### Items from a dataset
________________________________________
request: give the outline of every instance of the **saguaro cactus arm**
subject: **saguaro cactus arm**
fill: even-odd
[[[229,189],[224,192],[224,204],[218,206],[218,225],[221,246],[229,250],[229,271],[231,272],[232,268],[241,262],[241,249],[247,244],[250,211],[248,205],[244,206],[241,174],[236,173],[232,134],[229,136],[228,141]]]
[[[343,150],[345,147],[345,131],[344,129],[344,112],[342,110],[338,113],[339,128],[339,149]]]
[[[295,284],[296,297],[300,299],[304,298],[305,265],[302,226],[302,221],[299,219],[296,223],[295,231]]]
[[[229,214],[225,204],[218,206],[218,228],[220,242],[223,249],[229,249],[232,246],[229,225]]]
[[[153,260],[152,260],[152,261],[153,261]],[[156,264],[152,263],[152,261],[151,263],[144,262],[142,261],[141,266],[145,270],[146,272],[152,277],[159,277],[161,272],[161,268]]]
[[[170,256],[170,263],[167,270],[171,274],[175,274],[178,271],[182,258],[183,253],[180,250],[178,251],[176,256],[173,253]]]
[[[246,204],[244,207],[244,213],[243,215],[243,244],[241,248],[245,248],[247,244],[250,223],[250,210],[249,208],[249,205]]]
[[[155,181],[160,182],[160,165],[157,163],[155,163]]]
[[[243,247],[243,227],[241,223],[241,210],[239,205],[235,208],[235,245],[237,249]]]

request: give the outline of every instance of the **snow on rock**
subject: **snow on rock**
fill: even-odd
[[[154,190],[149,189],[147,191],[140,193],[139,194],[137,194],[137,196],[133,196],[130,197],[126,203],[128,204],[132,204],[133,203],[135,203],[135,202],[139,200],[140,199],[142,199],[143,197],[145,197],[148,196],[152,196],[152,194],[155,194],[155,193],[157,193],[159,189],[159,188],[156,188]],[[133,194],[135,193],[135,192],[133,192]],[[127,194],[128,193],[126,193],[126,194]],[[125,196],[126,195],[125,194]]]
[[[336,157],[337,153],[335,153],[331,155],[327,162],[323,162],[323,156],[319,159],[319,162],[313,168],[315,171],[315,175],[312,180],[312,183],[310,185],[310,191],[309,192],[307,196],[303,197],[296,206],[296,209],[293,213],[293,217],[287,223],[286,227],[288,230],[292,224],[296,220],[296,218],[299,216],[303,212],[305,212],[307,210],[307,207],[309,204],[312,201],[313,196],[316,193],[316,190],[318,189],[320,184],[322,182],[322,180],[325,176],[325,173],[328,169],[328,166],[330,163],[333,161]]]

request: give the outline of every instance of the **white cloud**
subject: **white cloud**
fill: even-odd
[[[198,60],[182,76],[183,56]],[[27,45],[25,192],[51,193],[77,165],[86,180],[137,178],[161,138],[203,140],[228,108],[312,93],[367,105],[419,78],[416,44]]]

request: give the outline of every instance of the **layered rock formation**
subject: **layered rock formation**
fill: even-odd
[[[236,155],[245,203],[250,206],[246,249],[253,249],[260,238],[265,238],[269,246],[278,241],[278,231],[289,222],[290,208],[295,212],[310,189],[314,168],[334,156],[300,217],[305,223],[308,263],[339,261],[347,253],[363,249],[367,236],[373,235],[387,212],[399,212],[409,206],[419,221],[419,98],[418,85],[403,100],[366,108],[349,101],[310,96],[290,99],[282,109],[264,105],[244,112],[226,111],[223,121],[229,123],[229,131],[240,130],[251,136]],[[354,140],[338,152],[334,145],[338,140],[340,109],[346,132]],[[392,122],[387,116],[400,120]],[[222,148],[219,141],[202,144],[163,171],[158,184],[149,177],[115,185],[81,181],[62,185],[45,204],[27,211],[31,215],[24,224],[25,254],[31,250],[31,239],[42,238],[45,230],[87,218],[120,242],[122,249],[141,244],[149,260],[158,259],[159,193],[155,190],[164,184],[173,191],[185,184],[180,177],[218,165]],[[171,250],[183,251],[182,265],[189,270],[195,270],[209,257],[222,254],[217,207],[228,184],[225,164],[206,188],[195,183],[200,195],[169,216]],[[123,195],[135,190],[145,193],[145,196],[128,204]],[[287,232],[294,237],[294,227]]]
________________________________________
### YOUR TASK
Please copy all of the material above, line for line, without changing anything.

### WRITTEN RESPONSE
request: give the outline of every instance of the **saguaro cactus arm**
subject: **saguaro cactus arm**
fill: even-odd
[[[229,189],[224,192],[224,204],[218,206],[218,225],[221,246],[229,250],[229,271],[231,272],[232,268],[241,262],[241,249],[247,244],[250,211],[248,205],[244,206],[241,174],[236,173],[232,134],[229,136],[228,141]]]
[[[343,150],[345,147],[345,131],[344,129],[344,112],[342,110],[338,113],[339,128],[339,149]]]
[[[295,284],[296,297],[300,299],[304,298],[305,265],[302,226],[302,221],[299,219],[296,223],[295,231]]]
[[[229,214],[225,204],[218,206],[218,228],[220,242],[223,249],[229,249],[232,246],[229,225]]]
[[[153,260],[152,260],[152,261],[153,261]],[[156,264],[152,263],[152,261],[151,263],[144,262],[142,261],[141,266],[145,270],[146,272],[152,277],[159,277],[161,272],[161,268]]]
[[[170,256],[170,263],[167,270],[171,274],[175,274],[178,271],[182,258],[183,253],[180,250],[178,251],[176,256],[173,253]]]
[[[246,204],[244,207],[244,213],[243,215],[243,244],[241,248],[245,248],[247,244],[250,223],[250,210],[249,208],[249,205]]]
[[[155,181],[160,182],[160,165],[157,163],[155,163]]]
[[[243,247],[243,227],[241,223],[241,210],[239,205],[235,208],[235,245],[237,249]]]

request: give the outline of every instance of the **snow on rock**
subject: **snow on rock**
fill: even-odd
[[[154,190],[149,189],[147,191],[140,193],[139,194],[137,194],[137,196],[133,196],[130,197],[126,203],[128,204],[132,204],[133,203],[135,203],[135,202],[139,200],[140,199],[142,199],[143,197],[145,197],[148,196],[152,196],[152,194],[155,194],[155,193],[157,193],[159,189],[159,188],[156,188]],[[133,194],[135,193],[135,192],[133,192]],[[127,194],[128,193],[126,193],[126,194]],[[125,196],[126,195],[125,194]]]
[[[336,157],[337,153],[335,153],[331,155],[327,162],[323,162],[323,156],[319,159],[319,162],[313,168],[315,171],[315,175],[312,180],[312,183],[310,185],[310,191],[309,192],[307,196],[303,197],[296,206],[296,209],[293,213],[293,217],[287,223],[286,227],[288,230],[292,224],[296,220],[296,218],[299,216],[303,212],[305,212],[307,210],[307,207],[309,204],[312,201],[313,196],[316,193],[316,190],[318,189],[320,184],[322,182],[322,180],[325,176],[325,173],[328,169],[328,166],[330,163],[333,161]]]

request: give the outline of every instance of the **white cloud**
subject: **white cloud**
fill: even-odd
[[[198,60],[182,76],[183,56]],[[27,45],[25,192],[51,193],[77,165],[86,180],[137,178],[161,138],[203,140],[228,108],[312,93],[367,105],[419,78],[416,44]]]

request: give the outline of every instance of the **layered rock formation**
subject: **layered rock formation**
fill: even-odd
[[[236,155],[245,203],[250,206],[246,249],[253,249],[260,238],[265,238],[269,246],[278,241],[278,231],[289,222],[290,208],[295,212],[310,189],[314,168],[334,156],[300,217],[305,223],[308,263],[339,261],[347,253],[363,249],[367,236],[373,235],[387,212],[399,212],[409,206],[419,221],[419,98],[418,85],[403,100],[366,108],[349,101],[310,96],[290,99],[282,109],[264,105],[244,112],[226,111],[223,121],[229,123],[229,131],[240,130],[251,136]],[[354,140],[338,152],[334,145],[338,140],[340,109],[346,132]],[[392,122],[387,116],[400,120]],[[222,148],[219,141],[202,144],[163,171],[158,184],[149,177],[115,185],[81,181],[62,185],[45,204],[27,211],[31,215],[24,224],[25,254],[31,250],[31,239],[42,238],[45,230],[87,218],[120,242],[122,249],[141,244],[149,260],[158,259],[159,193],[155,190],[164,184],[173,191],[185,184],[180,177],[218,165]],[[171,250],[183,251],[182,265],[189,270],[195,270],[209,257],[222,254],[217,207],[228,184],[225,164],[206,188],[195,183],[200,195],[169,216]],[[123,195],[135,190],[145,193],[145,196],[128,204]],[[287,232],[294,237],[294,227]]]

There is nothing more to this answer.